▶ [Aim of the exercise] Reproduce verbatim only the lines from the one containing "side window in the photo above." through the last line below, both included.

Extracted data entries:

****************************************

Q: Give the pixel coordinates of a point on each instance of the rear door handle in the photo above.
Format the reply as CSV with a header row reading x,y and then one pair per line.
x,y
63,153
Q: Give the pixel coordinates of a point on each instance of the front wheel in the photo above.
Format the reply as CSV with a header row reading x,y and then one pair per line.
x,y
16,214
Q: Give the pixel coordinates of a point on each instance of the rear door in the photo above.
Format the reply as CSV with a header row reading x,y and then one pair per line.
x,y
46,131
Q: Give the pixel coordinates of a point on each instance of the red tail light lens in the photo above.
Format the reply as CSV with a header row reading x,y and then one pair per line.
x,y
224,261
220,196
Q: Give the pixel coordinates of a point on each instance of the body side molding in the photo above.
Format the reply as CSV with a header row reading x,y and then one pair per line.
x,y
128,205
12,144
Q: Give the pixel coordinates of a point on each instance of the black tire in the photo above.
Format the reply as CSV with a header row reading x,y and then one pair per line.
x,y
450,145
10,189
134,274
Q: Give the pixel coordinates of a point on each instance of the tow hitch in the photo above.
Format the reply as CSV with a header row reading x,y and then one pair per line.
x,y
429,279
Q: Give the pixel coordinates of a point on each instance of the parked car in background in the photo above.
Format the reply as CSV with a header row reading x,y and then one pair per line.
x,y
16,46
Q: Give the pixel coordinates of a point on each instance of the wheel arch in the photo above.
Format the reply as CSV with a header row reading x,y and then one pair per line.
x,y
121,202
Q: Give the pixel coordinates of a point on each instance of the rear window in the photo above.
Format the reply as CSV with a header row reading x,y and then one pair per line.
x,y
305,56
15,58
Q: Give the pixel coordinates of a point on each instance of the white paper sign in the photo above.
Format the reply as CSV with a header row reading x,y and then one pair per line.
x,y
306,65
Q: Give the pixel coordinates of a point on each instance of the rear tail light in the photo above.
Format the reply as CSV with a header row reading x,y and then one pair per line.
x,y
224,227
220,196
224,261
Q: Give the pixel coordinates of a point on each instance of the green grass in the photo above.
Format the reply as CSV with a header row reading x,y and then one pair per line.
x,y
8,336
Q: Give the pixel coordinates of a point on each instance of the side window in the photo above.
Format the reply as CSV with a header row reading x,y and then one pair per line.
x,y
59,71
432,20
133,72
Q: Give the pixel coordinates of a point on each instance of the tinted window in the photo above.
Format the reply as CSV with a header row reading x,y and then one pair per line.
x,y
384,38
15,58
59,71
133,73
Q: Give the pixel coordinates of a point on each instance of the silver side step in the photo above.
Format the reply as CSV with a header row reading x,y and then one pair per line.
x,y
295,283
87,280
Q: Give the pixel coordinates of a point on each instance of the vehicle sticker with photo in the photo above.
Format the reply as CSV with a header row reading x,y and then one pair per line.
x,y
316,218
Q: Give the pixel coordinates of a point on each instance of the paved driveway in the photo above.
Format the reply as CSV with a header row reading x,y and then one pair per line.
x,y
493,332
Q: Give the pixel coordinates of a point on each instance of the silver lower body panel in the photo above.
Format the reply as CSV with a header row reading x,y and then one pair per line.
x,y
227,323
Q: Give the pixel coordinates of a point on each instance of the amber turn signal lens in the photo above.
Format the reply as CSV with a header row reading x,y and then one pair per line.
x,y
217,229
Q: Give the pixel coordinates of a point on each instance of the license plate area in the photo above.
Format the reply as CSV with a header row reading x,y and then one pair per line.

****************************************

▶ [Solution to this exercise]
Q: Give the pixel coordinates of a point on each instance of the side window in the photo above.
Format the reply as CSV with a header row reading x,y and then one pair per line.
x,y
59,71
432,20
133,72
Q: Give the pixel coordinates of a point on each instance of the tinted window in the photo above.
Format the reply as CSV with a header row reading x,y and then one pair per line.
x,y
384,38
15,58
59,71
133,73
Q: Give the pixel coordinates of a point on each instance of the silver side step in the photo above.
Format the reply as CSV with a header row reading x,y and then one pair per line.
x,y
295,283
87,280
Q: Give the pixel coordinates of a point on each instance of the vehicle sticker with photo in the photo above.
Format the reply as CSV with a header row reading x,y and then one pair per line.
x,y
316,218
Q: Give the pixel coordinates of a point on each instance of the paved driveway in the photo above.
Format the reply as CSV with a header row reading x,y and then one pair per line.
x,y
493,332
Q: Give the pixel coordinates of a point on each instance of the silver lower body panel in the photo above.
Format the reply as CSV with a header row reading x,y and then one pair per line.
x,y
227,323
Q: Give the pixel coordinates of a point on each instance of the amber turn signal lens in the photo above.
Format the reply as CSV with a header row reading x,y and then one pair per line.
x,y
217,229
Q: Give the pixel coordinates of a point on each instance of the license plate area in the photo above.
Format the reply as CSV with a header row reading x,y and then one pair per line.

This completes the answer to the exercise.